- [What the exercise asks] Copy the material word for word, from the line containing "Drop a marker on every instance of the wall" through the end of the material, leaving out the picture.

- [Raw data]
--*--

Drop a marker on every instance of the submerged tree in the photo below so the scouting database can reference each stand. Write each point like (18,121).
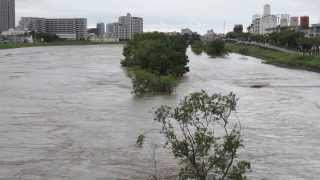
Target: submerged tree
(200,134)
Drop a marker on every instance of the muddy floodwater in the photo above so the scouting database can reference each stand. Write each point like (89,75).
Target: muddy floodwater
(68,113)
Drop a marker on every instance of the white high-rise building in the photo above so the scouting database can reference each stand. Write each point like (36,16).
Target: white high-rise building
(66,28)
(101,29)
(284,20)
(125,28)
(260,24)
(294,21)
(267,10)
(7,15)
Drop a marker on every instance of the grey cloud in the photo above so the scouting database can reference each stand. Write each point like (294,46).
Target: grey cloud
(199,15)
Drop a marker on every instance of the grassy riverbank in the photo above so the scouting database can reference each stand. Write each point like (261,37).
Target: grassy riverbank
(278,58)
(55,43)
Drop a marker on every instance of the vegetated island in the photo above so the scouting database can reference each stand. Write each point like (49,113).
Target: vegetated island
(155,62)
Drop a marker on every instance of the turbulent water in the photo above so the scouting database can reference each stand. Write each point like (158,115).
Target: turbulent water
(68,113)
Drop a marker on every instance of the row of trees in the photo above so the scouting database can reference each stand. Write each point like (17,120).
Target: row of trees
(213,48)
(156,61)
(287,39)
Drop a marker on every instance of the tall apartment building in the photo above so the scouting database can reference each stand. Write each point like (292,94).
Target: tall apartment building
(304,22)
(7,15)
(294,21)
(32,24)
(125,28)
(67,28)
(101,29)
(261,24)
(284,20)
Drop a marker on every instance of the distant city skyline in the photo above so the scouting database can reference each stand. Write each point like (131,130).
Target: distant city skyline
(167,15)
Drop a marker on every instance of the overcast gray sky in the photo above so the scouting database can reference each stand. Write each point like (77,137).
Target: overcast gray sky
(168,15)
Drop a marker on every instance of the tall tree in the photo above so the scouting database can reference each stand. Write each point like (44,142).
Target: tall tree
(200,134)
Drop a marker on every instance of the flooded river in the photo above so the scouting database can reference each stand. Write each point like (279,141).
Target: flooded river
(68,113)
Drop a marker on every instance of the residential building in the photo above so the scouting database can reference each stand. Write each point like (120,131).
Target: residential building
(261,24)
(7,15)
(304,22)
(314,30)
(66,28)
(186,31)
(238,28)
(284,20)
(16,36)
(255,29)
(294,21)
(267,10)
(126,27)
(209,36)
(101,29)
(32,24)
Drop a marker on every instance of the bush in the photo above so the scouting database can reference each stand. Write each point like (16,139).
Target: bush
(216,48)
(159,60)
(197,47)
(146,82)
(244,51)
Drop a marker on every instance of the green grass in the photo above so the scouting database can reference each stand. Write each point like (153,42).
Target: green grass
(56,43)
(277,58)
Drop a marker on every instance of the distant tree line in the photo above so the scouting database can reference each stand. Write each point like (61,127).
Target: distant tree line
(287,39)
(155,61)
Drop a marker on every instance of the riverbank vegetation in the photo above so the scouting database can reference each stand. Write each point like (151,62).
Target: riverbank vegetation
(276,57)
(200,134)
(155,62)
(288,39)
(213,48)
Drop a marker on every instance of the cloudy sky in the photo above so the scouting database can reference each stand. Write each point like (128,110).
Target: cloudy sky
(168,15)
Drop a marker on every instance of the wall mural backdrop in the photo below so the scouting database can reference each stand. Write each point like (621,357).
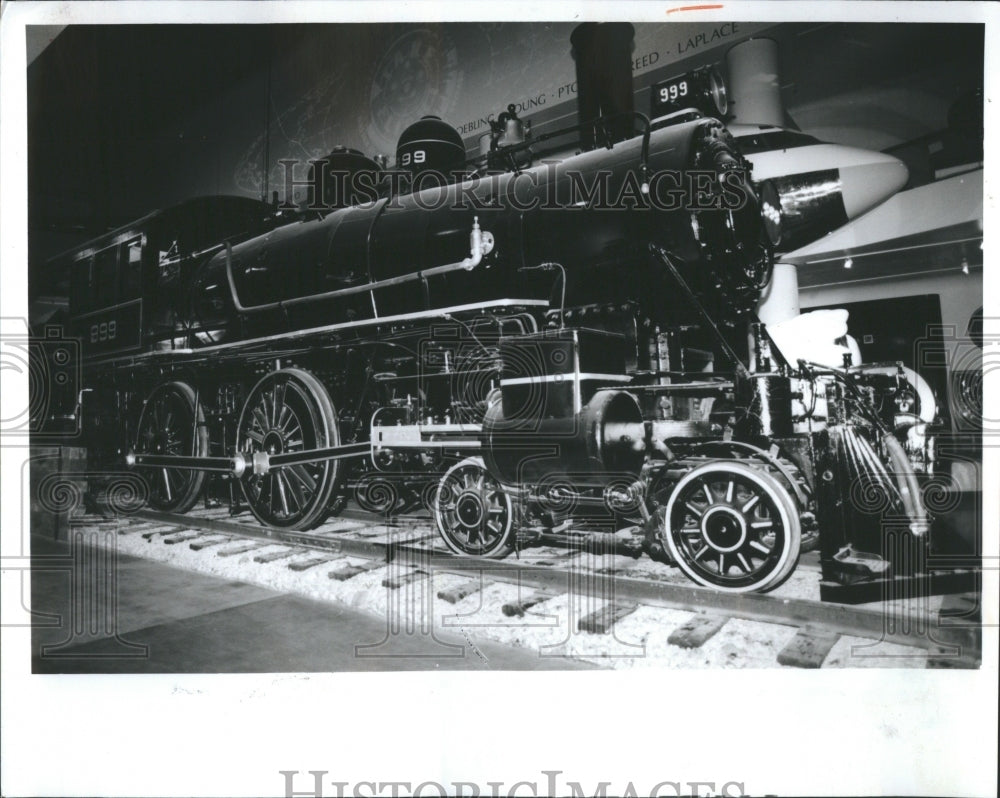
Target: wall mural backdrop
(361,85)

--*--

- [Answer to the problem]
Drop a marker on every instance of the wall mural backdrop in the photo below so the scouting database can reference each stand. Write each point like (621,357).
Target: wall mural backdrop
(361,85)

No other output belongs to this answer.